╭─ Data to examine

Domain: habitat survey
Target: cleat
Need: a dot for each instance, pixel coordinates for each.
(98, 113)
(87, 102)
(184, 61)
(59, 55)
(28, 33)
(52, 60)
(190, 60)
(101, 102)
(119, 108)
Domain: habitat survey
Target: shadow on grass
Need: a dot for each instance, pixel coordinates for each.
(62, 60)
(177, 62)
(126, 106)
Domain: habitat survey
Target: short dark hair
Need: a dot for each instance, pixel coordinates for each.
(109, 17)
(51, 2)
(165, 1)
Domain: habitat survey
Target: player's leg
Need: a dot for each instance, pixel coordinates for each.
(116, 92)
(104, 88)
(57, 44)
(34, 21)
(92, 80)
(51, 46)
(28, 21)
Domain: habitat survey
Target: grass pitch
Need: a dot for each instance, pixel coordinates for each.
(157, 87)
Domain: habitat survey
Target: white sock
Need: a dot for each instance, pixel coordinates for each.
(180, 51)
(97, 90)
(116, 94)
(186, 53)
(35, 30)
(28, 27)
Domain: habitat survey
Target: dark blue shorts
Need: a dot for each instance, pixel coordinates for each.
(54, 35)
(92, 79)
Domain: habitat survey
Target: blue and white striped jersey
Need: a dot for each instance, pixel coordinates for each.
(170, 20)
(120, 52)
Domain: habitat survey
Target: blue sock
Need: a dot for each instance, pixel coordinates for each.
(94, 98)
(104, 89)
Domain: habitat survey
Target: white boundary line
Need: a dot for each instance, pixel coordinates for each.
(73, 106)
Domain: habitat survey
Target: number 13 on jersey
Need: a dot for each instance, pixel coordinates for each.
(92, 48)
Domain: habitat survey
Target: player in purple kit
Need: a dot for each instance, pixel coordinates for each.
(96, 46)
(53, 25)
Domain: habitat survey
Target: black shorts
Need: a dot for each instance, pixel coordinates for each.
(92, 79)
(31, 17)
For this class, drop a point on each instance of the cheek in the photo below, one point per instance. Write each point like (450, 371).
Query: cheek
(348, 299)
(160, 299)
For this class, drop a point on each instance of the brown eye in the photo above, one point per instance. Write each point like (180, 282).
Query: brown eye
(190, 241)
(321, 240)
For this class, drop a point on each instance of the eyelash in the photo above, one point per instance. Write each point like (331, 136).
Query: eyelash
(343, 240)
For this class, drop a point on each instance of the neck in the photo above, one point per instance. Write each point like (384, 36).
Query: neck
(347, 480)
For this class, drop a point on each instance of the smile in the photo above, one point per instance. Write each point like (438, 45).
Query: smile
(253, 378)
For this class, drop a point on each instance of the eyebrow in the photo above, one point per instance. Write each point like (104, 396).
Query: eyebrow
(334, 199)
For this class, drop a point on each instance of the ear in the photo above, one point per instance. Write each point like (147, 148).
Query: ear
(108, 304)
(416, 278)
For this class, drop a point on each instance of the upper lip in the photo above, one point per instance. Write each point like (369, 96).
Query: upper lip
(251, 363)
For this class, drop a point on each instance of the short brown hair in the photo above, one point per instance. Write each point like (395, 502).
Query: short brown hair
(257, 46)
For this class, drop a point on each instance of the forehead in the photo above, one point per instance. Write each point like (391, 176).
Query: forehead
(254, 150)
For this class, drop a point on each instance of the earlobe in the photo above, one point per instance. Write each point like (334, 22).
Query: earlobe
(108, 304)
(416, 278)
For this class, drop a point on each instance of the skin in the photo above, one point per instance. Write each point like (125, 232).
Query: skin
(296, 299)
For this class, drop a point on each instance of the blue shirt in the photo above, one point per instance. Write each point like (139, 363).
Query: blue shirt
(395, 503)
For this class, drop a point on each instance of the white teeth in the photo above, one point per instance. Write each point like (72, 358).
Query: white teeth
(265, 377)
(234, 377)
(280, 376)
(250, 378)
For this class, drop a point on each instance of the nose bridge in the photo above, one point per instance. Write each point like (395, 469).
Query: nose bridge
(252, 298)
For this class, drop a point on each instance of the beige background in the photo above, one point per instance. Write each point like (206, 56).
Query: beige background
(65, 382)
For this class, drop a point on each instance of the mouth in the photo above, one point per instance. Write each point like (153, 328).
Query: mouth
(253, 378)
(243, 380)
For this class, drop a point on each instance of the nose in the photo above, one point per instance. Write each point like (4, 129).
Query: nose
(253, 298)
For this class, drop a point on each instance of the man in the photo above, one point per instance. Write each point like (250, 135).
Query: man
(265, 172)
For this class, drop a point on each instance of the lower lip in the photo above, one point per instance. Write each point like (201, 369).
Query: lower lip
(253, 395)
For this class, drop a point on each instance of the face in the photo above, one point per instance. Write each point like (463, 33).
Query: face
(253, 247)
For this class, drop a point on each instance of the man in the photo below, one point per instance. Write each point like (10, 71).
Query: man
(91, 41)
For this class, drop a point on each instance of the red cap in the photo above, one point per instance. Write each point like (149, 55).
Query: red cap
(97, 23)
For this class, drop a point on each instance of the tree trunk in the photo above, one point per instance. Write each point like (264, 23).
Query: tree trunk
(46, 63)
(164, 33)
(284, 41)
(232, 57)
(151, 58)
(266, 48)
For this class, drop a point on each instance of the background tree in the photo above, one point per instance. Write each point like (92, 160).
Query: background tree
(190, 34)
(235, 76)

╰─

=== Task requirements ===
Copy the records above. Keep every word as it is.

=== Output of the exercise ===
Domain: habitat survey
Target: cleat
Need: a dot for each instance, pixel coordinates for each.
(98, 113)
(87, 102)
(184, 61)
(59, 55)
(28, 33)
(52, 60)
(190, 60)
(101, 102)
(119, 108)
Domain: habitat survey
Target: shadow on grass
Need: a dot for each instance, pixel coordinates for each.
(62, 60)
(177, 62)
(126, 106)
Domain: habitat survey
Target: short dark hair
Need: a dot for each instance, pixel coordinates for each.
(109, 17)
(51, 2)
(165, 1)
Domain: habitat survey
Target: player's leg
Need: a dot for each instance, pixel coordinates for each.
(116, 92)
(104, 88)
(57, 44)
(34, 21)
(92, 80)
(51, 46)
(28, 21)
Domain: habitat survey
Target: grass pitch
Need: a dot for each instance, pixel coordinates for each.
(157, 87)
Domain: habitat survey
Target: white sock
Need: a dot for each instance, pixel coordinates for each.
(180, 51)
(97, 90)
(116, 94)
(186, 53)
(35, 30)
(28, 27)
Domain: habitat survey
Target: dark blue shorts
Need: a dot for each instance, pixel coordinates for each.
(54, 35)
(92, 79)
Domain: habitat survey
Target: blue and white striped jersey
Need: a dot for each instance, pixel coordinates for each.
(170, 20)
(120, 52)
Domain: habitat survey
Target: blue sock
Need: a dot for each instance, pixel coordinates for each.
(94, 98)
(104, 89)
Domain: habitat survey
Target: white boundary line
Need: a dot for each instance, pixel coordinates for each.
(73, 106)
Domain: habitat survey
Target: number 13 on jersey
Need: a dot for each instance, pixel coordinates for each.
(92, 48)
Domain: habitat survey
Target: player in purple kit
Need: a dot for each instance, pixel coordinates for each.
(96, 46)
(53, 25)
Domain: habitat survey
Target: black shorts
Need: a dot for each instance, pixel coordinates for each.
(92, 79)
(31, 17)
For this class, drop a point on each instance of the cheek in the photo below, one point per instance. Write each point like (450, 371).
Query: cheek
(348, 299)
(160, 299)
For this class, drop a point on each instance of the brown eye in the photo above, one point per instance. Write each point like (180, 282).
Query: brown eye
(190, 241)
(321, 240)
For this class, drop a point on each instance of the eyelash in the photo above, one point per instance. Write each point like (331, 136).
Query: eyelash
(343, 240)
For this class, drop a point on each instance of the neck in the photo above, one point per instance. Write each point like (384, 36).
Query: neck
(347, 480)
For this class, drop a point on each instance of the smile in the photo above, one point per instance. Write each point like (438, 45).
Query: smile
(253, 378)
For this class, drop a point on each instance of the eyebrow in the photo above, one point per instance. Write each point like (104, 396).
Query: eyebrow
(334, 199)
For this class, drop a point on each instance of the ear in the photo above, one point per instance. Write each point like (147, 148).
Query: ear
(108, 304)
(416, 278)
For this class, drop a point on each instance of the upper lip in the photo above, one point per instance. Write each point like (369, 96).
Query: upper lip
(251, 363)
For this class, drop a point on each instance of the short brown hair in the photo above, one point per instance. Write each point like (395, 502).
Query: short brown hair
(257, 46)
For this class, drop a point on each instance of the forehead in the photo above, one point per instance. Write each point like (391, 176).
Query: forehead
(254, 150)
For this class, drop a point on each instance of the earlobe in the photo above, one point per instance. Write each point like (334, 22).
Query: earlobe
(108, 304)
(416, 278)
For this class, drop a point on each instance of the skin in the photo above, one point per instance. Write each point like (125, 232).
Query: skin
(296, 299)
For this class, drop a point on each instance of the blue shirt in the photo above, one point per instance. Write each point like (139, 363).
Query: blue shirt
(395, 503)
For this class, drop a point on each instance of the white teeth in the photo above, one point per instance. Write each point like (72, 358).
Query: white teeth
(265, 377)
(234, 377)
(280, 376)
(250, 378)
For this class, drop a point on each instance of the nose bridge in the photo above, one point per instance. Write each point like (395, 469).
Query: nose bridge
(252, 298)
For this class, drop a point on each instance of the beige background in the photo above, one point per instance. Write each point like (206, 56).
Query: beige background
(65, 382)
For this class, drop a point on each instance of the mouth in the photo above, one point per instance. Write each point like (153, 328).
Query: mouth
(253, 378)
(243, 380)
For this class, drop a point on each instance of the nose in the photo above, one point per instance. Write each point like (4, 129).
Query: nose
(253, 298)
For this class, drop a point on each instance of the man in the photo above, one point per instance. Write each point like (250, 135).
Query: man
(265, 172)
For this class, drop a point on each instance of the lower lip in the photo above, one point per instance. Write each point like (201, 369).
Query: lower lip
(253, 395)
For this class, drop a point on each instance of the face in the photo above, one point per instance. Write each point like (463, 33).
Query: face
(253, 247)
For this class, drop a point on each instance of the man in the photo below, one point per instance. Write each point like (10, 71).
Query: man
(91, 41)
For this class, drop a point on each instance of the red cap in the photo above, one point per instance. Write each point like (149, 55).
Query: red cap
(97, 23)
For this class, drop a point on each instance of the tree trunk in the photo above, one point per instance. Write each point like (264, 23).
Query: tree trunk
(46, 63)
(164, 33)
(284, 41)
(232, 57)
(151, 58)
(266, 48)
For this class, drop a point on each instance of the background tree in the photo above, one point per instance. Write each point like (92, 160).
Query: background tree
(190, 34)
(235, 76)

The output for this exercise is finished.